(DATA RECORDS):
....

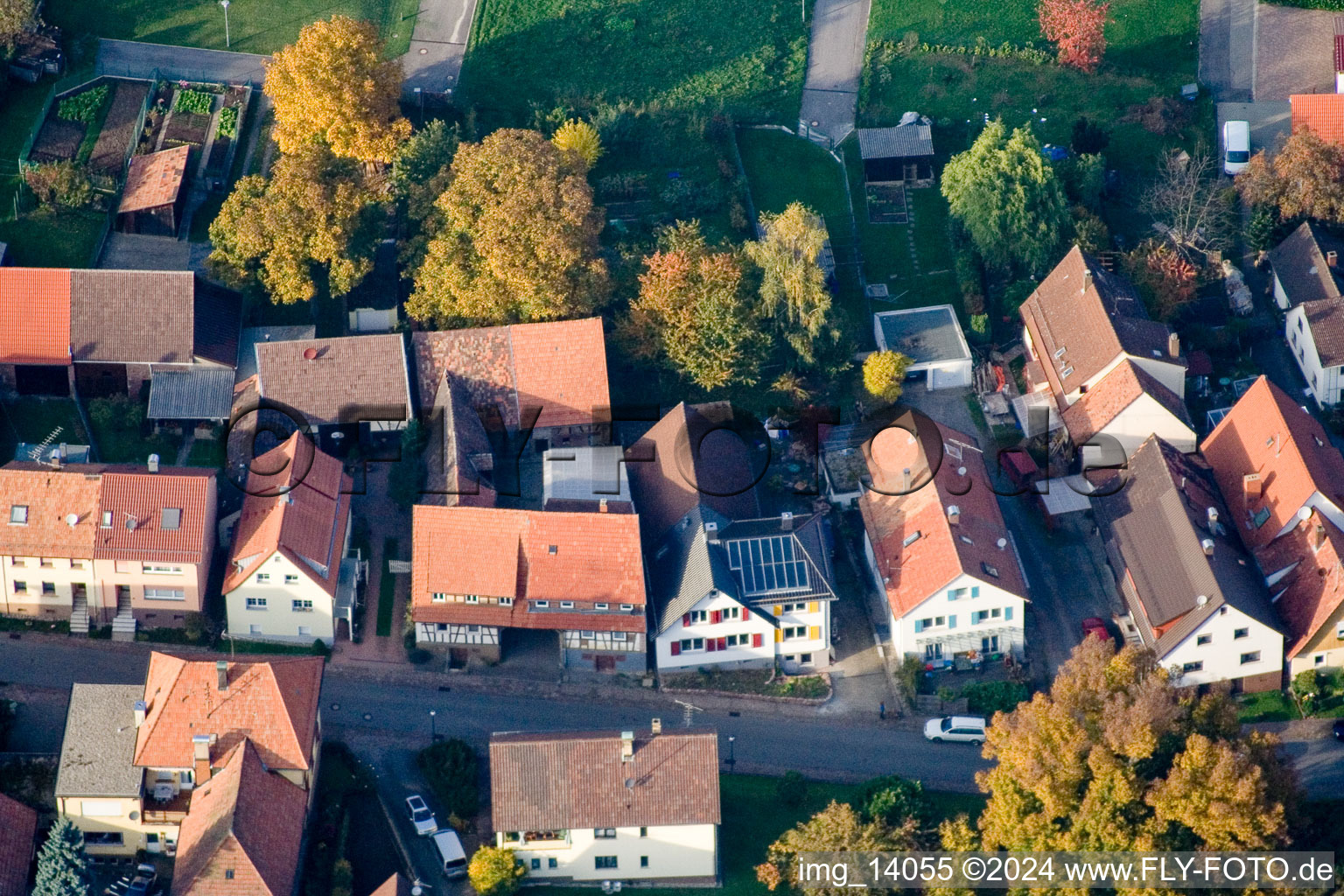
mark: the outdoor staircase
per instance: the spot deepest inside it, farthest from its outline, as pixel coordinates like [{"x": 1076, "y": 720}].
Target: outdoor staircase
[
  {"x": 124, "y": 624},
  {"x": 80, "y": 615}
]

....

(EXERCISE TASK):
Can you turn the items above into a Markdown table with the columns "Row" and "Line", giving each non-blank line its own numbered row and leaving out the pictures?

(EXERCISE OUTPUT):
| Row | Line |
|---|---|
| 1 | mark: the outdoor staircase |
| 2 | per instance: the spot deepest inside it, farthest from its outline, as pixel coordinates like [{"x": 1076, "y": 720}]. |
| 3 | Target: outdoor staircase |
| 4 | [ |
| 5 |   {"x": 124, "y": 624}, |
| 6 |   {"x": 80, "y": 615} |
| 7 | ] |